▶ _Task objective_: The result should be every line that contains the word "below", taken from the material.

══ Material to process ══

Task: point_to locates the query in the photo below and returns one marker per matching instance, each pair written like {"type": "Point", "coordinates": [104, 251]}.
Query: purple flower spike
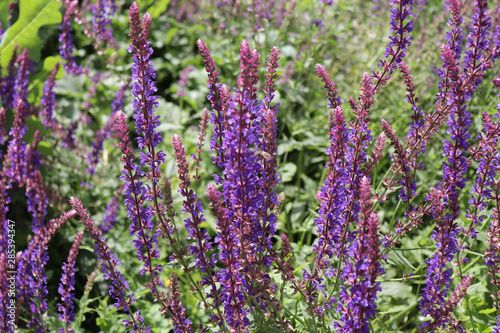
{"type": "Point", "coordinates": [192, 206]}
{"type": "Point", "coordinates": [141, 217]}
{"type": "Point", "coordinates": [67, 286]}
{"type": "Point", "coordinates": [31, 278]}
{"type": "Point", "coordinates": [16, 151]}
{"type": "Point", "coordinates": [144, 89]}
{"type": "Point", "coordinates": [109, 265]}
{"type": "Point", "coordinates": [400, 40]}
{"type": "Point", "coordinates": [179, 320]}
{"type": "Point", "coordinates": [218, 117]}
{"type": "Point", "coordinates": [456, 89]}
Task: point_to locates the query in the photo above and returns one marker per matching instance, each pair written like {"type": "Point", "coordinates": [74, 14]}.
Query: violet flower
{"type": "Point", "coordinates": [461, 88]}
{"type": "Point", "coordinates": [217, 117]}
{"type": "Point", "coordinates": [183, 78]}
{"type": "Point", "coordinates": [109, 263]}
{"type": "Point", "coordinates": [400, 40]}
{"type": "Point", "coordinates": [179, 320]}
{"type": "Point", "coordinates": [141, 218]}
{"type": "Point", "coordinates": [31, 281]}
{"type": "Point", "coordinates": [143, 89]}
{"type": "Point", "coordinates": [16, 150]}
{"type": "Point", "coordinates": [7, 256]}
{"type": "Point", "coordinates": [67, 286]}
{"type": "Point", "coordinates": [35, 189]}
{"type": "Point", "coordinates": [361, 271]}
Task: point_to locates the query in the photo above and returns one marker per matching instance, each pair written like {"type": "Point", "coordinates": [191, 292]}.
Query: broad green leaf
{"type": "Point", "coordinates": [4, 13]}
{"type": "Point", "coordinates": [35, 89]}
{"type": "Point", "coordinates": [24, 32]}
{"type": "Point", "coordinates": [159, 7]}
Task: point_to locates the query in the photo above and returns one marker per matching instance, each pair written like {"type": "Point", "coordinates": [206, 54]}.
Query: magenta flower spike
{"type": "Point", "coordinates": [67, 285]}
{"type": "Point", "coordinates": [31, 280]}
{"type": "Point", "coordinates": [109, 266]}
{"type": "Point", "coordinates": [456, 88]}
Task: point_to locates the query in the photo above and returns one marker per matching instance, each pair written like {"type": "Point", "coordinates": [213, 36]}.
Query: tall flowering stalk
{"type": "Point", "coordinates": [357, 304]}
{"type": "Point", "coordinates": [109, 263]}
{"type": "Point", "coordinates": [67, 286]}
{"type": "Point", "coordinates": [141, 223]}
{"type": "Point", "coordinates": [143, 89]}
{"type": "Point", "coordinates": [447, 207]}
{"type": "Point", "coordinates": [7, 263]}
{"type": "Point", "coordinates": [31, 280]}
{"type": "Point", "coordinates": [218, 100]}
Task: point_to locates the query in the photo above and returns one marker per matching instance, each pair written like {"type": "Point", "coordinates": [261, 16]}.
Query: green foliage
{"type": "Point", "coordinates": [24, 32]}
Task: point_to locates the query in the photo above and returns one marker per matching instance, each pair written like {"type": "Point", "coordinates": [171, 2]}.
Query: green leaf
{"type": "Point", "coordinates": [160, 6]}
{"type": "Point", "coordinates": [24, 33]}
{"type": "Point", "coordinates": [4, 13]}
{"type": "Point", "coordinates": [35, 89]}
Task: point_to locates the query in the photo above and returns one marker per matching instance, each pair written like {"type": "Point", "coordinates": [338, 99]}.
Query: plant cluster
{"type": "Point", "coordinates": [228, 248]}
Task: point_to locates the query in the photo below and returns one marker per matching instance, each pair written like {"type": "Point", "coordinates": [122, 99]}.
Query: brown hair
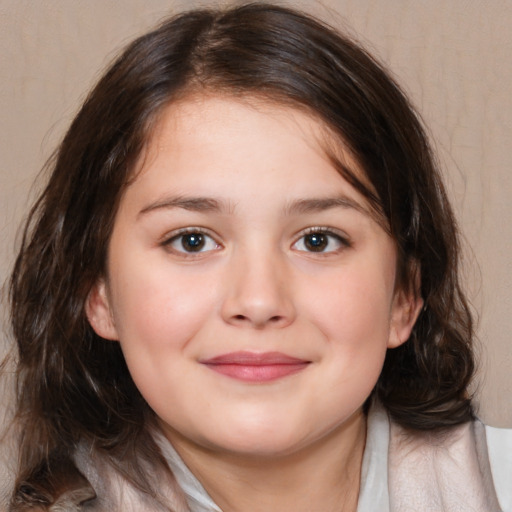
{"type": "Point", "coordinates": [74, 387]}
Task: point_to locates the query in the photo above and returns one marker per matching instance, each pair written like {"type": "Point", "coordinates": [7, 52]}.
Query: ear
{"type": "Point", "coordinates": [405, 311]}
{"type": "Point", "coordinates": [99, 313]}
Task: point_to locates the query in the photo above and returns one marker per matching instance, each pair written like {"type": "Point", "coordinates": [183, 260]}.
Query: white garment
{"type": "Point", "coordinates": [403, 473]}
{"type": "Point", "coordinates": [469, 469]}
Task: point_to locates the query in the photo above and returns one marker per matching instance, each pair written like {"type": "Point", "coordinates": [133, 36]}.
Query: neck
{"type": "Point", "coordinates": [323, 476]}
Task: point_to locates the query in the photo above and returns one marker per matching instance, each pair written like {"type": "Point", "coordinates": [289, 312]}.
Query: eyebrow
{"type": "Point", "coordinates": [301, 206]}
{"type": "Point", "coordinates": [196, 204]}
{"type": "Point", "coordinates": [296, 207]}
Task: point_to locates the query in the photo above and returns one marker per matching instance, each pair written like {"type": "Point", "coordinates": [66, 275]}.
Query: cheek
{"type": "Point", "coordinates": [158, 308]}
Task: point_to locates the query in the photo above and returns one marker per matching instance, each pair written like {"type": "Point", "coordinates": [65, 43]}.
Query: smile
{"type": "Point", "coordinates": [256, 367]}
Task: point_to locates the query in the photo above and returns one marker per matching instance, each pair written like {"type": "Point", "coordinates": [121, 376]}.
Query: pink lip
{"type": "Point", "coordinates": [256, 367]}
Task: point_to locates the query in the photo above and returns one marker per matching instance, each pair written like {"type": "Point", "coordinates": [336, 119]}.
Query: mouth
{"type": "Point", "coordinates": [256, 367]}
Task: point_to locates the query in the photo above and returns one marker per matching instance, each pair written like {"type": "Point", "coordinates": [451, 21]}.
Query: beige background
{"type": "Point", "coordinates": [452, 56]}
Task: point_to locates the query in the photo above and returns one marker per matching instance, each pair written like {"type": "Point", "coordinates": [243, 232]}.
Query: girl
{"type": "Point", "coordinates": [239, 289]}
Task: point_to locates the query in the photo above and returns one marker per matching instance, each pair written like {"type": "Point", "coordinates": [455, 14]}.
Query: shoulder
{"type": "Point", "coordinates": [467, 467]}
{"type": "Point", "coordinates": [499, 449]}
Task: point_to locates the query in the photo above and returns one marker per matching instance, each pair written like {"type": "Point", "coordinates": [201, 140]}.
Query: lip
{"type": "Point", "coordinates": [256, 367]}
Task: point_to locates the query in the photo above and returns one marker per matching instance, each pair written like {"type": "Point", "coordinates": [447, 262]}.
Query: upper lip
{"type": "Point", "coordinates": [254, 359]}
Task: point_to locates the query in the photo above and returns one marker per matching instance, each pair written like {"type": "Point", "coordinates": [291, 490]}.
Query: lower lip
{"type": "Point", "coordinates": [257, 373]}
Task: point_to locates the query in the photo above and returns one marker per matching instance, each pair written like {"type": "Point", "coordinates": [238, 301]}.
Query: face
{"type": "Point", "coordinates": [252, 292]}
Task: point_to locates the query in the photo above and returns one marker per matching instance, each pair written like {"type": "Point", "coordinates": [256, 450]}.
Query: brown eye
{"type": "Point", "coordinates": [191, 242]}
{"type": "Point", "coordinates": [321, 241]}
{"type": "Point", "coordinates": [316, 242]}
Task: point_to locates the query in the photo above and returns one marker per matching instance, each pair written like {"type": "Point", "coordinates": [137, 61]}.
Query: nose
{"type": "Point", "coordinates": [258, 292]}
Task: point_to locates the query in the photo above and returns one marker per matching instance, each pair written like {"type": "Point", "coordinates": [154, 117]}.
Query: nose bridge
{"type": "Point", "coordinates": [258, 288]}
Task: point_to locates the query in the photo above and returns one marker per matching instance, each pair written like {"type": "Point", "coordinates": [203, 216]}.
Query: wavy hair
{"type": "Point", "coordinates": [74, 387]}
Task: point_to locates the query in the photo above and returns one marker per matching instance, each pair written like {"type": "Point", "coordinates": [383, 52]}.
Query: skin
{"type": "Point", "coordinates": [253, 178]}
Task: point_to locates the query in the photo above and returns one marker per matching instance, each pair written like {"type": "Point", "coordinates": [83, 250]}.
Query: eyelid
{"type": "Point", "coordinates": [167, 240]}
{"type": "Point", "coordinates": [340, 235]}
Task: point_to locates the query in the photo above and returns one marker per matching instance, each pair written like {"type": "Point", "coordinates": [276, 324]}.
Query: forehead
{"type": "Point", "coordinates": [250, 143]}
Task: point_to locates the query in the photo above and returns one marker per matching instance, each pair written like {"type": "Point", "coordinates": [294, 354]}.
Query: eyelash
{"type": "Point", "coordinates": [180, 234]}
{"type": "Point", "coordinates": [340, 238]}
{"type": "Point", "coordinates": [204, 238]}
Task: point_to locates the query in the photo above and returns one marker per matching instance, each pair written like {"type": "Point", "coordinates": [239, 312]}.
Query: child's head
{"type": "Point", "coordinates": [256, 62]}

═══

▶ _Result_:
Task: point_to locates the query in the photo below and returns one marker per matching instance, each pair written like {"type": "Point", "coordinates": [104, 251]}.
Task: point_to locates the query in the photo below and returns one marker per matching instance, each pair written like {"type": "Point", "coordinates": [122, 99]}.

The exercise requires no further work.